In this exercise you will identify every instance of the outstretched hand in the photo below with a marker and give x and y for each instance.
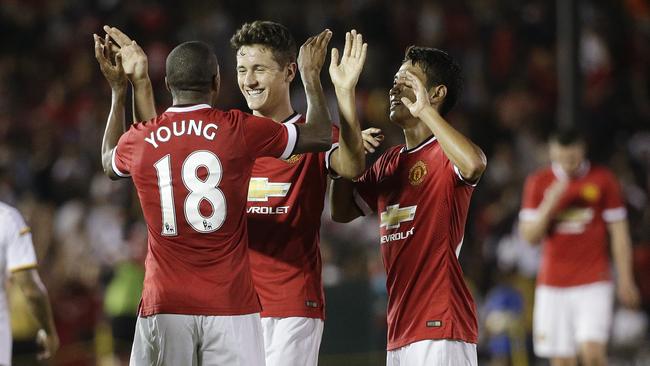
(312, 54)
(345, 74)
(110, 62)
(372, 138)
(421, 94)
(134, 60)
· · · · · · ·
Problem to work on:
Rescale the listing above by copying out every line, request included, with each x and y coordinate in the answers multiplied by 1.5 and rounded to a whole number, halves going up. Omit the pictures.

Exercise response:
In this exercise you will identify every instance of the outstretched hand in the photo below with a marker and give x and y for each instance.
(468, 81)
(518, 111)
(165, 93)
(558, 207)
(632, 141)
(201, 90)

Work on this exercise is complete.